= Goal =
Rewrite all of the data below as a numbered list, giving each line its own number and skipping any blank lines.

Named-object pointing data
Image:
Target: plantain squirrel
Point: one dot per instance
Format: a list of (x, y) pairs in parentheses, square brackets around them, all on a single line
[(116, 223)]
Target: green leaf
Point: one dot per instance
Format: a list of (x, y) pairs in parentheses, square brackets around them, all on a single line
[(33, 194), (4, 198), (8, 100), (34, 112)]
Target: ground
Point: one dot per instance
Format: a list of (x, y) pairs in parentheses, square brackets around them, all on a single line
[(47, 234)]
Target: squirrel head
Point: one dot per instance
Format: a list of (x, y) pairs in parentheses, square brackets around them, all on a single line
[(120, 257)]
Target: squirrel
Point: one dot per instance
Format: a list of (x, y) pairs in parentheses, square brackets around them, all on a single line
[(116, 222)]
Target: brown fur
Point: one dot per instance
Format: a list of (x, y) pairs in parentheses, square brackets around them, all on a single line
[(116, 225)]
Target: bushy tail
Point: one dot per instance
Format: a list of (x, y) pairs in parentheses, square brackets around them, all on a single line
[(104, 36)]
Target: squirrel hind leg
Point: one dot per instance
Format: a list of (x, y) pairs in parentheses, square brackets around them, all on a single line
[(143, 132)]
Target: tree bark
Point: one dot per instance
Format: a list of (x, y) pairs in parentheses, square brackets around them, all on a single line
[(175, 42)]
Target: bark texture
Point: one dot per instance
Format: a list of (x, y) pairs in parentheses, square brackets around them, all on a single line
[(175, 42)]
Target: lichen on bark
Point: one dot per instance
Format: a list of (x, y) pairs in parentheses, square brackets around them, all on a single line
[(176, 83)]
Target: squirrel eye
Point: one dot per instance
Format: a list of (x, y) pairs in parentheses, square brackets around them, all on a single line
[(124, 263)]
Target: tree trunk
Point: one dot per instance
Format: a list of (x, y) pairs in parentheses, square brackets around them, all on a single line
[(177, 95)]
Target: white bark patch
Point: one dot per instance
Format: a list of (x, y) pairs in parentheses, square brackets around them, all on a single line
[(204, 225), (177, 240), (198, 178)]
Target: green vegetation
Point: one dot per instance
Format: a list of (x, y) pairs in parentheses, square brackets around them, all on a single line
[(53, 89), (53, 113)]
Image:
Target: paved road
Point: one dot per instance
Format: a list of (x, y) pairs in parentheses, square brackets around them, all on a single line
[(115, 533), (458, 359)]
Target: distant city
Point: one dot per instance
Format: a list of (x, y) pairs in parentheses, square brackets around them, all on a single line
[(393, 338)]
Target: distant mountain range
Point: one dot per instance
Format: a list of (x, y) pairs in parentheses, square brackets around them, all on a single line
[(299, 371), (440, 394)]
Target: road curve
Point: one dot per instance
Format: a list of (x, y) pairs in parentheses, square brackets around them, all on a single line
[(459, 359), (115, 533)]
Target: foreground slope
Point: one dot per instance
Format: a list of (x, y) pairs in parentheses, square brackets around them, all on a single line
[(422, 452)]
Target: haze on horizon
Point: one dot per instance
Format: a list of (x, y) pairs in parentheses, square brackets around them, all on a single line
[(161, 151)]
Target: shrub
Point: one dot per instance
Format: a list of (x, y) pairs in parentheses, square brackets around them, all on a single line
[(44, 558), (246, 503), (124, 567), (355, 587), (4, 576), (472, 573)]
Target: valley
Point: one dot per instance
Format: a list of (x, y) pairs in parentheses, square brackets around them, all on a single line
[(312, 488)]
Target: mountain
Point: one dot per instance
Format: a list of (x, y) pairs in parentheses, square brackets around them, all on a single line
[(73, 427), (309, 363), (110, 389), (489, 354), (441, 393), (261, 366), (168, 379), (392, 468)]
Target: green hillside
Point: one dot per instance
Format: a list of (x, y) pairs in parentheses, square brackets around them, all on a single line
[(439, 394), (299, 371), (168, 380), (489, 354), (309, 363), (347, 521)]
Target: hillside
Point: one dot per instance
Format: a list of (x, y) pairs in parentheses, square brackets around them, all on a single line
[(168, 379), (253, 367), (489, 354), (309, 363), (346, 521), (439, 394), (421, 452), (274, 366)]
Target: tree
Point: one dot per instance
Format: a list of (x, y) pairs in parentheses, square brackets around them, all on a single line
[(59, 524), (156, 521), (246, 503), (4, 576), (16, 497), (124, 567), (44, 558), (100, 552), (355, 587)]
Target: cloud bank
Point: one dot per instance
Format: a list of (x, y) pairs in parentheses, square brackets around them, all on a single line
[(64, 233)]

= Task output =
1. Image:
2. Target: plantain squirrel
3. Point: one dot per instance
4. Format: a list of (x, y) pairs in parentheses, square brackets around them, all on a single line
5. [(116, 223)]
6. Target: green leaf
7. Point: one dot per instance
8. Format: a list of (x, y) pairs in parentheses, square brackets around them, all on a single line
9. [(33, 194), (4, 198), (8, 100), (34, 112)]
10. Target: ground
11. Point: one dot per instance
12. Format: a list of (x, y) pairs in parentheses, square brackets around them, all on a single line
13. [(47, 234)]
14. Target: squirrel head
15. Point: one dot per instance
16. Format: a list of (x, y) pairs in parentheses, square brackets around them, all on a single line
17. [(120, 257)]
18. Target: squirrel
19. Point: one dot per instance
20. Format: a list of (x, y) pairs in parentheses, square brackets around them, all on a single line
21. [(116, 222)]
22. Target: brown fur
23. Point: one dot per instance
24. Format: a list of (x, y) pairs in parentheses, square brackets around them, all on a single line
25. [(116, 225)]
26. Target: bushy tail
27. Point: one dot per instance
28. Format: a list of (x, y) pairs in parentheses, square brackets around them, all on a single line
29. [(104, 36)]
30. Target: squirrel hind leg
31. Point: one dot per instance
32. Format: a list of (x, y) pairs in parentheses, square brackets around them, all on a single line
33. [(143, 132)]
34. Target: tree bark
35. Point: one dot per instance
36. Format: a list of (x, y) pairs in parentheses, square brackets around them, all on a single line
37. [(175, 42)]
38. Target: bark texture
39. Point: one dot per instance
40. Format: a list of (x, y) pairs in parentheses, square brackets around them, all on a single line
41. [(175, 42)]
42. Target: lichen on bark
43. Point: one dot per instance
44. Format: a list of (x, y) pairs in parentheses, square brackets around them, all on a single line
45. [(176, 83)]
46. Target: squirrel eye
47. Point: one dot per instance
48. Format: a list of (x, y) pairs in parentheses, square brackets around them, all on a single line
49. [(124, 263)]
50. Target: tree trunk
51. Point: one dot per instance
52. Format: a list of (x, y) pairs in parentheses, square brackets around them, all on a single line
53. [(177, 95)]
54. Target: white bark patch
55. Point: one dot per instance
56. Format: a list of (x, y) pairs in parentheses, square brackets around them, all on a single line
57. [(204, 225), (177, 240), (198, 178)]
58. Target: green vegetation
59. Point: one dot per instance
60. Format: a list of (x, y) pairs in parentheses, square brackets around them, all on a single line
61. [(53, 89), (53, 113)]
62. Image:
63. Target: paved road
64. Point: one dot per instance
65. Format: a list of (x, y) pairs in parentheses, square brackets around them, all on a single line
66. [(115, 533), (458, 359)]
67. Target: distant city
68. Point: one dot per instance
69. Format: a list of (x, y) pairs in parentheses, square brackets around them, all on a single line
70. [(393, 338)]
71. Target: distant mountain range
72. Point: one dot per instance
73. Format: a list of (x, y) pairs in parentheses, square brackets around them, all on a single line
74. [(299, 371), (440, 394)]
75. Target: road curve
76. Point: one dot per instance
77. Format: a list of (x, y) pairs in parentheses, square brackets around them, all on a single line
78. [(459, 359), (115, 533)]
79. Target: foreground slope
80. Point: one dot per instance
81. Format: a list of (x, y) pairs in parentheses, square brackets around them, all on a single line
82. [(422, 452)]
83. Target: haze on horizon
84. Point: one dot per instance
85. Format: a list of (x, y) pairs in parentheses, square brackets around them, all on a single line
86. [(161, 151)]
87. Target: shrub
88. Point: one dot per instance
89. Format: a list of (x, y) pairs in parentheses, square brackets around them, all on a single line
90. [(44, 558), (246, 503), (124, 567), (355, 587), (4, 576), (472, 573)]
91. Target: valley
92. Point: one dot per instance
93. Format: a list of (x, y) pairs in parentheses, square brackets around them, all on a single line
94. [(312, 488)]
95. Target: mountain
96. Point: one dot per instance
97. Format: a list of (x, y) pairs in parentheses, square brackets around them, all on a single line
98. [(73, 427), (309, 363), (110, 389), (489, 354), (441, 393), (261, 366), (168, 379), (392, 468)]
99. Target: green hillside
100. Point: one dot per instance
101. Format: a list of (x, y) pairs in parentheses, square brackets around them, all on a single line
102. [(439, 394), (299, 371), (168, 380), (489, 354), (309, 363), (347, 521)]
103. Target: hillside
104. Point: one dot per instance
105. Format: a list of (x, y) pairs in parentheses, square brackets around them, all on a single line
106. [(168, 379), (253, 367), (489, 354), (309, 363), (346, 521), (439, 394), (421, 452), (274, 366)]
107. Target: tree
108. Point: one dot per instance
109. Format: a list of (x, y) pairs in parentheses, square brackets around them, all on a single line
110. [(59, 524), (156, 521), (246, 503), (4, 576), (16, 497), (124, 567), (44, 558), (100, 552), (355, 587)]
111. Target: cloud bank
112. Point: one dot per instance
113. Format: a list of (x, y) pairs in parentheses, square brackets around them, all on a single line
114. [(64, 233)]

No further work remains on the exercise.